• [Exercise] Make an exact copy of all the data.
— BEGIN —
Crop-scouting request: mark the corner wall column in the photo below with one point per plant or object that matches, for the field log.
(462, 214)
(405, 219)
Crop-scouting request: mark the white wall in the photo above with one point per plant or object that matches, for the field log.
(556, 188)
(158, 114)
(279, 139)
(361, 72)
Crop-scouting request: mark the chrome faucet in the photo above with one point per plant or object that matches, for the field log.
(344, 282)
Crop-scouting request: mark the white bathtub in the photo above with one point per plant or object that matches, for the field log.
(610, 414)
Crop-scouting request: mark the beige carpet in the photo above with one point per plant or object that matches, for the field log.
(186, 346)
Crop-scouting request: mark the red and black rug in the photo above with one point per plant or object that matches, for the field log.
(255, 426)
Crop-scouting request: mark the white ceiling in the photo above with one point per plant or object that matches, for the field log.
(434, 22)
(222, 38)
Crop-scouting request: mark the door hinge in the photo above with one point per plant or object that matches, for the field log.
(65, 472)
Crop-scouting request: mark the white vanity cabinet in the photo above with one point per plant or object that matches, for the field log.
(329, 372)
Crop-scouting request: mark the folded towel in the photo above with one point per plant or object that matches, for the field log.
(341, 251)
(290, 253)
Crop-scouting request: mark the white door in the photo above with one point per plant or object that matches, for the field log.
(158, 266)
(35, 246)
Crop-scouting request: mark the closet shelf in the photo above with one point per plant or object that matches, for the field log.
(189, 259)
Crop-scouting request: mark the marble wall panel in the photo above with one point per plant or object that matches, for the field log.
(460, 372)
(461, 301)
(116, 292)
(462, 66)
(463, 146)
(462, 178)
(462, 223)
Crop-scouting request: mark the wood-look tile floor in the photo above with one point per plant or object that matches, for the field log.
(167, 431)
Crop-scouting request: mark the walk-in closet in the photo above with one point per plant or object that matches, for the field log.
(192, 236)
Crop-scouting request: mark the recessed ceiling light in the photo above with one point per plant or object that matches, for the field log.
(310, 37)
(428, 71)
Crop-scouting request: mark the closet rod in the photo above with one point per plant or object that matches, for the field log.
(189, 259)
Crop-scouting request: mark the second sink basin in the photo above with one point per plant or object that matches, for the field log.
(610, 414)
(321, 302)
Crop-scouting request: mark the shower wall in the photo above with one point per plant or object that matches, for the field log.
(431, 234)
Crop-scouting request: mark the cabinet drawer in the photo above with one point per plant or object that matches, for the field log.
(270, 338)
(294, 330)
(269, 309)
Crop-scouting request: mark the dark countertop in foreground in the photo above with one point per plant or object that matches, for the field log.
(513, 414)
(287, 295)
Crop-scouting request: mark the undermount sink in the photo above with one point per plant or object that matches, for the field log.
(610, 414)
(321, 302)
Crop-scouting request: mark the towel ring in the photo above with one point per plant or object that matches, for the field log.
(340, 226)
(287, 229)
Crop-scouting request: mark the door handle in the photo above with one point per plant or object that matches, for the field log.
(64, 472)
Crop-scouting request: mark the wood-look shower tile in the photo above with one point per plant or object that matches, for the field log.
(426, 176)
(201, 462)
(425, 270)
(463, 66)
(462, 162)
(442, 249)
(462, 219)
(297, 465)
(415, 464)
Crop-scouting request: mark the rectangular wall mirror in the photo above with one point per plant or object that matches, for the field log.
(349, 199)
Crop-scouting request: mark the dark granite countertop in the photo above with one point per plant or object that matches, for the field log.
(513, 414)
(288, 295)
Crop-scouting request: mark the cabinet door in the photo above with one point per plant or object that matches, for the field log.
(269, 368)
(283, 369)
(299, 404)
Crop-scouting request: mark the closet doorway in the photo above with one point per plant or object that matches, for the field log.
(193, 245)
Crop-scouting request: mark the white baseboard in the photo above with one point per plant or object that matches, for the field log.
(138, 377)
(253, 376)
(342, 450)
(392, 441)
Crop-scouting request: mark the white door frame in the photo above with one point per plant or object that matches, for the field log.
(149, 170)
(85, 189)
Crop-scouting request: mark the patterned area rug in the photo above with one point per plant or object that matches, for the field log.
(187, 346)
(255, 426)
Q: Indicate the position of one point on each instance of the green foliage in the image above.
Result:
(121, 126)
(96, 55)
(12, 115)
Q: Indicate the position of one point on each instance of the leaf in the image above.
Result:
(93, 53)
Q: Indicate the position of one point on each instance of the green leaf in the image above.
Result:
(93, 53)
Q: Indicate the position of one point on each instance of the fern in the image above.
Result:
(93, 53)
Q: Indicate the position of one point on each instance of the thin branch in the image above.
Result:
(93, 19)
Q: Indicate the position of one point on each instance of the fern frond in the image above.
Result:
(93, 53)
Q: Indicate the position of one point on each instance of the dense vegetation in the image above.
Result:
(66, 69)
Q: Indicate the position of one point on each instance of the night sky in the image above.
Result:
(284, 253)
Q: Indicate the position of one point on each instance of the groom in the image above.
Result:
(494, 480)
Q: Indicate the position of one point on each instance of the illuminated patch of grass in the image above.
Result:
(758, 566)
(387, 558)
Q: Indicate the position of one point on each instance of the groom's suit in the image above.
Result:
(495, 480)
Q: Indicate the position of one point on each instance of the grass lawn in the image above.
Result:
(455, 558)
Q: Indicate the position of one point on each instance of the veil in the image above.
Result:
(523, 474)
— END —
• [Solution for this exercise]
Crop-scouting request: mark the corner wall column in the photo below with one point per plant or object that matches, for the field log.
(462, 214)
(405, 219)
Crop-scouting request: mark the white wall in the photo above with one point per plant or object that matches, for the field log.
(556, 188)
(158, 114)
(279, 139)
(361, 72)
Crop-scouting request: mark the chrome faucet in the photo above with one point per plant or object that matches, for the field log.
(344, 282)
Crop-scouting request: mark the white bathtub in the photo above with one point per plant or object that matches, for the field log.
(610, 414)
Crop-scouting request: mark the beige carpet in the photo above with one point per plant or object that matches, for the field log.
(186, 346)
Crop-scouting request: mark the red and black rug in the photo above with one point per plant or object that matches, for the field log.
(255, 426)
Crop-scouting request: mark the white ceiling in the photo above with one point per plant or object that matches, for the field log.
(434, 22)
(222, 38)
Crop-scouting request: mark the door hinge in the photo above with one point per plant or object that matches, for the field log.
(65, 472)
Crop-scouting request: mark the white vanity cabinet in the photo above with one point per plant or object that matches, for the field log.
(329, 372)
Crop-scouting request: mark the folded towel in the photo above with one point per plant or object that matches, for the field log.
(341, 251)
(290, 253)
Crop-scouting request: mark the white door in the photo above with one point per plant or object that matches, for the field log.
(158, 266)
(35, 246)
Crop-scouting request: mark the closet shelf in the photo above with one point per plant or object that matches, for the field log.
(189, 259)
Crop-scouting request: mark the marble wall panel in the photo above with one point per plant or object that matches, for the field log.
(460, 372)
(461, 301)
(116, 292)
(462, 66)
(463, 146)
(462, 178)
(462, 223)
Crop-scouting request: mark the wood-look tile floor in the photo above with one point per plant or object that matches, for the field log.
(167, 431)
Crop-scouting request: mark the walk-in closet in the photo above with one point per plant or object that matches, for the field log.
(192, 236)
Crop-scouting request: mark the recessed ceiling light in the photo above with one point per plant or object that matches, for the field log.
(310, 37)
(428, 71)
Crop-scouting request: mark the closet rod in the photo above with one point per plant or object that matches, for the field log.
(189, 259)
Crop-scouting request: mark the second sink basin in the photo above with one point per plant or object that matches, for the field log.
(610, 414)
(321, 302)
Crop-scouting request: mark the shower wall in the photo above with one point per plant or object that matches, for the field log.
(431, 234)
Crop-scouting request: mark the cabinet drawer in the photo above with one point per plant or object that matches, for the field log.
(270, 338)
(294, 330)
(269, 309)
Crop-scouting request: mark the dark countertop in foreground in the photo above with one point per plant or object that matches, for the field log.
(513, 414)
(287, 295)
Crop-scouting request: mark the undermount sink in the photo above with one point per plant or object that matches, for the field log.
(610, 414)
(321, 302)
Crop-scouting request: mark the towel ring in the photo above with one point per plant or object that matches, for the field log.
(340, 226)
(287, 229)
Crop-scouting request: mark the door handle in the photo above with one point per plant or object that matches, for the field log.
(64, 472)
Crop-scouting request: mark the wood-look shower tile in the photo above with one point per plant or object that matches, for the field log.
(426, 176)
(201, 462)
(425, 270)
(463, 66)
(462, 162)
(442, 249)
(462, 219)
(297, 465)
(415, 464)
Crop-scouting request: mark the rectangular wall mirror in the photo above with one point per plant or object that matches, for the field log.
(349, 199)
Crop-scouting request: mark the dark granite countertop in the photo above with one point per plant or object that matches, for the field log.
(513, 414)
(288, 295)
Crop-scouting request: mark the cabinet door in the photo above with one point per plant or object that matches, for the field log.
(269, 368)
(283, 369)
(299, 404)
Crop-scouting request: mark the closet doorway in the photo above with one point per plant or object that matches, for the field log.
(193, 245)
Crop-scouting request: mark the white baseboard in the photo above with one point per plant or object that matches, for the field log.
(138, 377)
(253, 376)
(342, 450)
(392, 441)
Crop-scouting request: mark the white door frame in the photo above with one point per plant or object that matches, for the field log.
(149, 170)
(85, 189)
Crop-scouting request: mark the patterned area rug in the photo above with one point per plant or object that matches, for the field log.
(187, 346)
(255, 426)
Q: Indicate the position of one point on each instance of the green foliage in the image above.
Result:
(121, 126)
(96, 55)
(12, 115)
Q: Indicate the position of one point on each instance of the leaf in the image above.
Result:
(93, 53)
Q: Indicate the position of one point on each instance of the green leaf in the image above.
Result:
(93, 53)
Q: Indicate the position of one point on each instance of the fern in the image above.
Result:
(93, 53)
Q: Indicate the position of one point on each instance of the thin branch in the image above.
Result:
(93, 19)
Q: Indicate the position of one point on each instance of the fern frond in the image above.
Result:
(93, 53)
Q: Indicate the position of one point on each instance of the dense vegetation in the image above.
Result:
(66, 69)
Q: Indicate the position of one point on each instance of the night sky in the image above.
Result:
(284, 253)
Q: Indicate the position of one point on each instance of the groom in the image above.
Result:
(494, 480)
Q: Indicate the position of one point on each instance of the illuminated patch of grass in the image above.
Result:
(758, 566)
(387, 558)
Q: Indicate the position of one point on each instance of the groom's suit in the image above.
Result:
(495, 480)
Q: Indicate the position of one point on each instance of the grass lawn in the image above.
Result:
(455, 558)
Q: Indicate the position of one point on each instance of the veil in the image above.
Result:
(523, 474)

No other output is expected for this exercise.